BEGIN
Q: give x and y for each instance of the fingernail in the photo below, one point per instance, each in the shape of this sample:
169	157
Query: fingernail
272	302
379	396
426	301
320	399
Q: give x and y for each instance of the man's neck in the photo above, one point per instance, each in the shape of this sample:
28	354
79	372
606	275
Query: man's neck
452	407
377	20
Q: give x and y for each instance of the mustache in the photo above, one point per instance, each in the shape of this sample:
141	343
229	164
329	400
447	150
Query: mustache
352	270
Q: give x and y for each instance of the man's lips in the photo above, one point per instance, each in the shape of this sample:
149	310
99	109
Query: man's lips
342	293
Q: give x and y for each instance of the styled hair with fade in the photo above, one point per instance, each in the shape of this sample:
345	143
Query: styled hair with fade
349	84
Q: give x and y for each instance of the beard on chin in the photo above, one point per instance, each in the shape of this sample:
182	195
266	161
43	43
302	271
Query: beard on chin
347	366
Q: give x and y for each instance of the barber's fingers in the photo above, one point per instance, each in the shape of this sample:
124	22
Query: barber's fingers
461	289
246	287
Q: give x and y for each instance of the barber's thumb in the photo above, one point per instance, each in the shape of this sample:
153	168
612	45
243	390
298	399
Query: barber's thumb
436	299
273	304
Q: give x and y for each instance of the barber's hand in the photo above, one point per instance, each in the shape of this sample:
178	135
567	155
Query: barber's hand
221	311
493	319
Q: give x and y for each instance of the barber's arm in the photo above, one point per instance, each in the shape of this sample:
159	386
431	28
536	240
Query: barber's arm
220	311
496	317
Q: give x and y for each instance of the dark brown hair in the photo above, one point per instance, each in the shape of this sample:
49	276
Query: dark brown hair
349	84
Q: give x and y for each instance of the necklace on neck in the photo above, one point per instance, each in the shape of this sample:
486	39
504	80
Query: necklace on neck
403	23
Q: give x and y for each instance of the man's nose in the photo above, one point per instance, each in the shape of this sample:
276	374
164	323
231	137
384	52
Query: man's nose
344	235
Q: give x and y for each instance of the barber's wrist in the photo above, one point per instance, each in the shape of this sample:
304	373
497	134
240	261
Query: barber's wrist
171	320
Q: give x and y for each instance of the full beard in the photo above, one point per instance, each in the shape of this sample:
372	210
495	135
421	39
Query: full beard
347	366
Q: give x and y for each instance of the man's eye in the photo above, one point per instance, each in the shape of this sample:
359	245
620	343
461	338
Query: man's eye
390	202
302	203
END
BEGIN
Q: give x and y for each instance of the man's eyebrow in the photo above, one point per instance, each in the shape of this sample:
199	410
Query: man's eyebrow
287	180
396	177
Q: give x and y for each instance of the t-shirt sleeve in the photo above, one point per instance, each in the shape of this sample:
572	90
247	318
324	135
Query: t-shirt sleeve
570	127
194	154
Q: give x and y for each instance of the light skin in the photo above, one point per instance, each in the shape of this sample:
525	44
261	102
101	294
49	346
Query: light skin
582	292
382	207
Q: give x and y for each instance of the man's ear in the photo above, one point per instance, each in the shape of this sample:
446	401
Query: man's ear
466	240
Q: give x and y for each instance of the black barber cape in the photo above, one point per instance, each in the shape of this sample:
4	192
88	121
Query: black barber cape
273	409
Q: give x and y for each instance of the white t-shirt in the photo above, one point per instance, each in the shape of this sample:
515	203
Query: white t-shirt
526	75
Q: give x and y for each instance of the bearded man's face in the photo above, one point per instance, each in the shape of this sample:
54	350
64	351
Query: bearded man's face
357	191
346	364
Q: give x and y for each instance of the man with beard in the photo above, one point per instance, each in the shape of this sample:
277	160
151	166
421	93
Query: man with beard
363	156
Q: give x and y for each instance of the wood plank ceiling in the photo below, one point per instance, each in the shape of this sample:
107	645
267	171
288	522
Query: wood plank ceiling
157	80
END
BEGIN
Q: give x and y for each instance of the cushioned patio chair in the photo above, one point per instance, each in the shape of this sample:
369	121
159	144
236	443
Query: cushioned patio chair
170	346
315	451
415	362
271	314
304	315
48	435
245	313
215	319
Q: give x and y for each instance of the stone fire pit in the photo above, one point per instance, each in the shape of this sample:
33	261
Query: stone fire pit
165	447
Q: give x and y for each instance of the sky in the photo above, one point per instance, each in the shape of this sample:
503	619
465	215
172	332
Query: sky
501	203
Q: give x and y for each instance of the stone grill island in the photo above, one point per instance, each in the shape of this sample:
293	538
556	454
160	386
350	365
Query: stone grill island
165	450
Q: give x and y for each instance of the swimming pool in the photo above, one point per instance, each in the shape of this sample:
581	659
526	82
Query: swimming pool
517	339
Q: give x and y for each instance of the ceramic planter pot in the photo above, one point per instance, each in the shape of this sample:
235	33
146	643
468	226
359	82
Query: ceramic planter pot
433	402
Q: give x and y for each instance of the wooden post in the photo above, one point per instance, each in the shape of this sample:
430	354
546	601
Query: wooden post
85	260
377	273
END
» Given task
How many lines in the items above contain the string "dark", with case counting? Reply with the number alone.

» Result for this exercise
2